• THE REQUEST
Pull out each line of the material below that contains the string "long", and copy those lines. Case counts, so skip any line where the string appears only with different capitalization.
>> BEGIN LISTED ENTRIES
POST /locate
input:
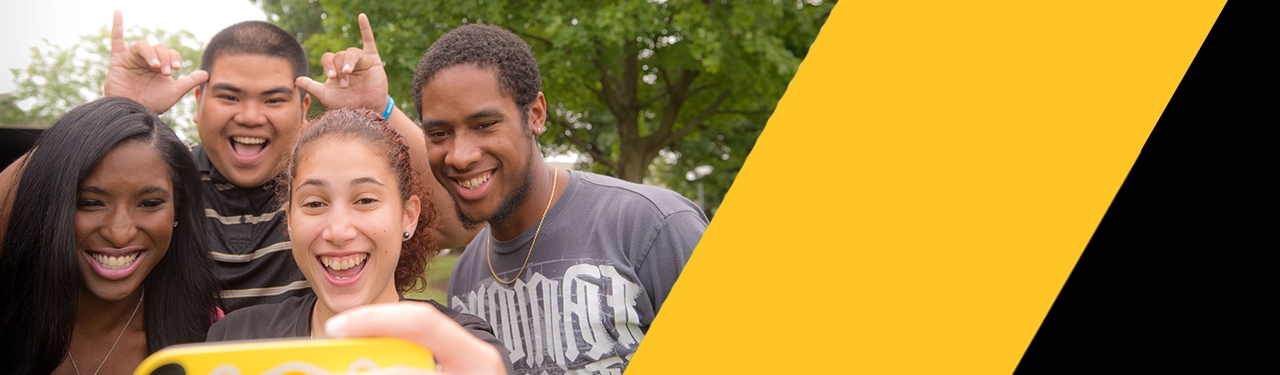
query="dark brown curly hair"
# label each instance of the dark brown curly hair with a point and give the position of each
(369, 127)
(488, 47)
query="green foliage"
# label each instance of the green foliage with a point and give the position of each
(624, 79)
(60, 78)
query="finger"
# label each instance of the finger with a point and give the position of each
(118, 33)
(452, 346)
(147, 53)
(191, 81)
(165, 59)
(310, 86)
(327, 63)
(366, 35)
(351, 59)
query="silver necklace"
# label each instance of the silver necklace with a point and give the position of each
(117, 337)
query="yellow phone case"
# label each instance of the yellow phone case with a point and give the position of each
(286, 356)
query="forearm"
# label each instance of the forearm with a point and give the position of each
(9, 179)
(449, 232)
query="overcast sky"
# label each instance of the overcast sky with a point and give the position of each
(24, 22)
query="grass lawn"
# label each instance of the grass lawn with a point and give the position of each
(438, 271)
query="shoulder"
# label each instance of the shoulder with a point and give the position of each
(197, 151)
(629, 196)
(274, 320)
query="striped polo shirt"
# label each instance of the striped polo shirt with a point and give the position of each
(252, 254)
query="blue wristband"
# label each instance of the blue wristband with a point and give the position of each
(391, 105)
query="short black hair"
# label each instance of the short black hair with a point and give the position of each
(255, 37)
(488, 47)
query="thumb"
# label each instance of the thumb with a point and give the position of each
(191, 81)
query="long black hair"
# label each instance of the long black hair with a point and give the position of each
(40, 278)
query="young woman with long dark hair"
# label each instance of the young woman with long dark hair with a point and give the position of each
(360, 220)
(104, 257)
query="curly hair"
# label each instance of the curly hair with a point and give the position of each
(369, 127)
(488, 47)
(39, 270)
(255, 37)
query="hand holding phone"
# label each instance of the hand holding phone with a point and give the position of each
(287, 356)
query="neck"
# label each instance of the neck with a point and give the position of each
(534, 206)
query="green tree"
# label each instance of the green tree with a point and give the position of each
(60, 78)
(625, 81)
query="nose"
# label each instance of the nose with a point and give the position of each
(339, 229)
(251, 115)
(462, 152)
(120, 228)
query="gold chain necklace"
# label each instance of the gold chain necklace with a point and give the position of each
(117, 338)
(488, 241)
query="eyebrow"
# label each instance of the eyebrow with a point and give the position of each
(366, 179)
(237, 90)
(481, 114)
(312, 182)
(145, 190)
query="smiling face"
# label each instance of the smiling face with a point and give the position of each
(478, 143)
(347, 222)
(248, 114)
(123, 219)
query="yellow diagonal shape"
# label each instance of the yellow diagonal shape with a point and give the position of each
(924, 187)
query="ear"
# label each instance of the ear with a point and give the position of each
(196, 118)
(538, 115)
(412, 206)
(306, 106)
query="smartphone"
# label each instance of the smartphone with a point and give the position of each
(286, 356)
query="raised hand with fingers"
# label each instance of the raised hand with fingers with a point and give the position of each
(353, 78)
(145, 73)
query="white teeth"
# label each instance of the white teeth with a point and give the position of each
(475, 182)
(248, 140)
(115, 263)
(339, 264)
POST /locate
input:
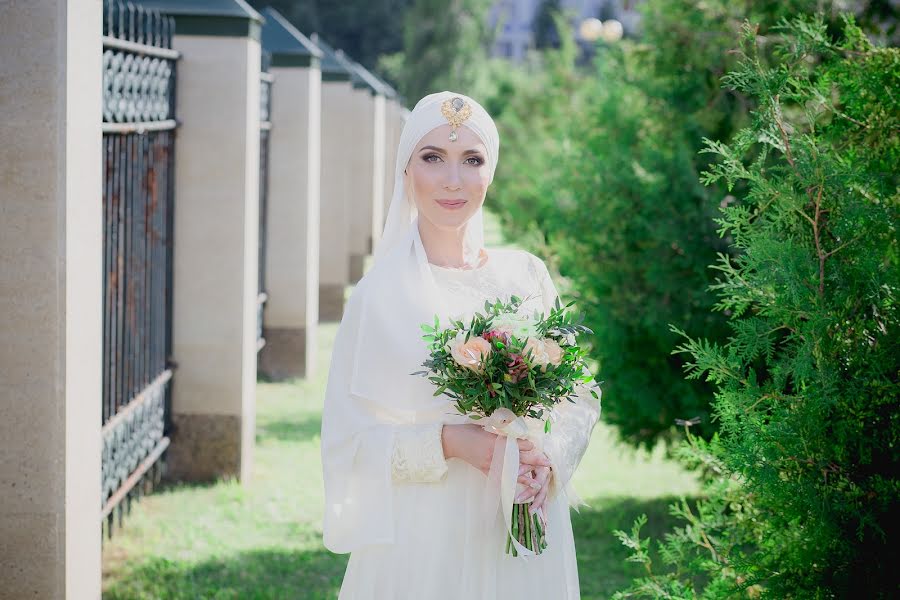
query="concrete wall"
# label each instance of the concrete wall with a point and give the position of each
(292, 254)
(339, 137)
(216, 257)
(50, 299)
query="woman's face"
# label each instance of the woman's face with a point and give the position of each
(448, 180)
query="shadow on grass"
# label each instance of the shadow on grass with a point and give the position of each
(253, 575)
(601, 557)
(289, 431)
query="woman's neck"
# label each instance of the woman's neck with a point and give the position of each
(444, 247)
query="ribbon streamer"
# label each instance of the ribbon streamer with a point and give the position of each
(503, 477)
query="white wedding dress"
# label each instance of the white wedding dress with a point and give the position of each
(442, 550)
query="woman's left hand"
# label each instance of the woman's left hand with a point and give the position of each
(541, 475)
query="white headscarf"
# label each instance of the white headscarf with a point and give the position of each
(370, 388)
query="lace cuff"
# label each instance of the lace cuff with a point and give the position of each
(418, 454)
(573, 422)
(570, 433)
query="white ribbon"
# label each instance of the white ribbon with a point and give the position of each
(504, 472)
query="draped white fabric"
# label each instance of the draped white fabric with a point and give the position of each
(433, 543)
(416, 524)
(379, 334)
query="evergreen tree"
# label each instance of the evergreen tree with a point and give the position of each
(802, 479)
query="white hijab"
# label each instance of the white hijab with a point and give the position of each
(379, 344)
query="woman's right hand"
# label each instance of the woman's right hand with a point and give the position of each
(471, 443)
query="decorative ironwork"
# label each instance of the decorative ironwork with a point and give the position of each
(131, 437)
(138, 64)
(138, 207)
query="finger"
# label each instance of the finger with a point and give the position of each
(534, 458)
(542, 476)
(527, 493)
(539, 498)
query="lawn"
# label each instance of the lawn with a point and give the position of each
(262, 539)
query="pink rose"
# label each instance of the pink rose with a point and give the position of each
(544, 351)
(469, 354)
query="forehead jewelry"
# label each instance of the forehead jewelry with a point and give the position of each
(456, 111)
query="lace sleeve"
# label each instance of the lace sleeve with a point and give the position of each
(573, 421)
(418, 454)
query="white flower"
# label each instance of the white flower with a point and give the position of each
(521, 326)
(469, 354)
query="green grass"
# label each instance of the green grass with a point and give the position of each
(262, 540)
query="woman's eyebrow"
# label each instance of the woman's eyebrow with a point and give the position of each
(442, 151)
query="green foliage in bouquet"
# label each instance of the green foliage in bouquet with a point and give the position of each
(509, 375)
(802, 478)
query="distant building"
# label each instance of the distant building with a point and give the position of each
(516, 34)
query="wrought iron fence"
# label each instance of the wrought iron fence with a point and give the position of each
(138, 139)
(265, 128)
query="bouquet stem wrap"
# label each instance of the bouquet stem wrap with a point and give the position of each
(503, 481)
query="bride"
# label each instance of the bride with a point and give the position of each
(406, 486)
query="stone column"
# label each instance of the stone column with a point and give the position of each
(50, 299)
(337, 139)
(216, 239)
(379, 160)
(292, 254)
(360, 199)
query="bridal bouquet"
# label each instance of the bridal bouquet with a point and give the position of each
(500, 368)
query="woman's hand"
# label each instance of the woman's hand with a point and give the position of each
(537, 466)
(471, 443)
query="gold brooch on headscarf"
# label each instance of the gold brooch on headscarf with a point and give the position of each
(456, 111)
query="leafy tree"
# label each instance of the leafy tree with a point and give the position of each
(445, 45)
(364, 29)
(802, 478)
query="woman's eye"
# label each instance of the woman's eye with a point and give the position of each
(475, 161)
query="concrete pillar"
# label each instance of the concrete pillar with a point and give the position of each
(292, 254)
(391, 140)
(50, 299)
(379, 160)
(338, 140)
(216, 239)
(362, 166)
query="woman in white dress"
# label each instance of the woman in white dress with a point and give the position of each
(407, 491)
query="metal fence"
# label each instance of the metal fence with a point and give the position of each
(138, 140)
(265, 128)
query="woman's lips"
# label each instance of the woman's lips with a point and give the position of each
(451, 204)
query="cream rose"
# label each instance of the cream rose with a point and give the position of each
(554, 351)
(514, 324)
(543, 352)
(469, 354)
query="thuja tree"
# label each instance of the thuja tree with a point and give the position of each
(802, 476)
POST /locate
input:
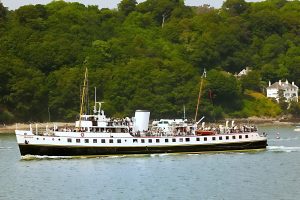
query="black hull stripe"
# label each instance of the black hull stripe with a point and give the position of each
(26, 149)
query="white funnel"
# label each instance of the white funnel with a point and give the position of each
(141, 120)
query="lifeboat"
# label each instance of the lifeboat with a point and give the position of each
(203, 132)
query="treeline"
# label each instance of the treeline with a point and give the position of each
(149, 55)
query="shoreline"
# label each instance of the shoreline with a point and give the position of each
(10, 128)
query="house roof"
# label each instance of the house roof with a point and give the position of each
(282, 86)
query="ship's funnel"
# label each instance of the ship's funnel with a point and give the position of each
(141, 120)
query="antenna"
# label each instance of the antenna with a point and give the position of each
(199, 95)
(183, 112)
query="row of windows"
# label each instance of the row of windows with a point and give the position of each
(157, 140)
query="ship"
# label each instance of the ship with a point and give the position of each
(96, 134)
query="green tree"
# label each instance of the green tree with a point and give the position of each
(127, 6)
(251, 81)
(235, 7)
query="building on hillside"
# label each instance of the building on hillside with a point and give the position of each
(290, 90)
(243, 72)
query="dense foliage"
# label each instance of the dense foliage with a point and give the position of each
(149, 55)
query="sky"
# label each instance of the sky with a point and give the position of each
(14, 4)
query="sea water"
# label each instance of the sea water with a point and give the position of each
(273, 173)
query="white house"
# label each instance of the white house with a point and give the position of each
(290, 91)
(243, 72)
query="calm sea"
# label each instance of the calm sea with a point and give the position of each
(270, 174)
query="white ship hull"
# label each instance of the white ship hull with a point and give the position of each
(77, 144)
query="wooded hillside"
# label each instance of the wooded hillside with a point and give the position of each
(149, 55)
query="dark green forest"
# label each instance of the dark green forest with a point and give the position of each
(149, 55)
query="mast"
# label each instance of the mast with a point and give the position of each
(199, 95)
(84, 95)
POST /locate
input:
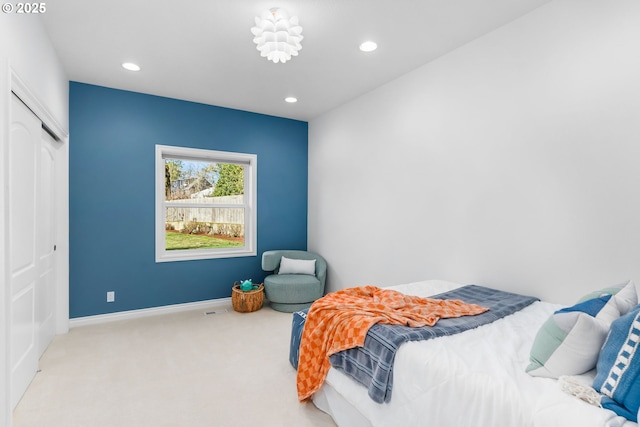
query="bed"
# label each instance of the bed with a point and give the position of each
(473, 378)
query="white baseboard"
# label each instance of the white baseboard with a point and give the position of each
(154, 311)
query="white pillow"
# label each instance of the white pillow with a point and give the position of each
(297, 266)
(569, 342)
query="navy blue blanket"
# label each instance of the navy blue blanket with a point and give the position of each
(372, 365)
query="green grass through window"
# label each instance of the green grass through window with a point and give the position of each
(196, 241)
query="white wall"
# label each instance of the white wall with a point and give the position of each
(511, 162)
(26, 50)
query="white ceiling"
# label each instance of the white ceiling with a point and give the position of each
(202, 50)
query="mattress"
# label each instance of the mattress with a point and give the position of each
(476, 378)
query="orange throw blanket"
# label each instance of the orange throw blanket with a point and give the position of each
(341, 320)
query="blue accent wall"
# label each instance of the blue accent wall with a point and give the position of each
(113, 134)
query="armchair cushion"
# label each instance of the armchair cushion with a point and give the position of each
(297, 266)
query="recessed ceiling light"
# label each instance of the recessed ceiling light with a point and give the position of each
(130, 66)
(368, 46)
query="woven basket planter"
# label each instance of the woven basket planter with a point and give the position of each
(247, 301)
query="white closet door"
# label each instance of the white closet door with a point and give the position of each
(24, 153)
(45, 241)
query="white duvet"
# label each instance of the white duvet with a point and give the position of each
(476, 378)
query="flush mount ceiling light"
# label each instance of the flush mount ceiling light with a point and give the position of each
(368, 46)
(130, 66)
(277, 36)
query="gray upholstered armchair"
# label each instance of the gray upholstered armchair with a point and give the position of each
(295, 283)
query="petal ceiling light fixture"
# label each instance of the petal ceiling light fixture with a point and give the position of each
(278, 37)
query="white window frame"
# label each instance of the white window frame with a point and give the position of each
(250, 161)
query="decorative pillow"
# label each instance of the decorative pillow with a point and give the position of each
(618, 369)
(297, 266)
(625, 295)
(569, 342)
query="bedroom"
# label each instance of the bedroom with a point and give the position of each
(523, 177)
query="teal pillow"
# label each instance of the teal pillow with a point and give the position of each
(569, 342)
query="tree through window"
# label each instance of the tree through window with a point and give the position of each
(205, 204)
>> END LISTED ENTRIES
• REPLY TO THE EXERCISE
query="long black hair"
# label each instance of the long black hair with a point and give the position of each
query="young woman with long dark hair"
# label each instance of the young woman with long dark hair with a point and give the position of each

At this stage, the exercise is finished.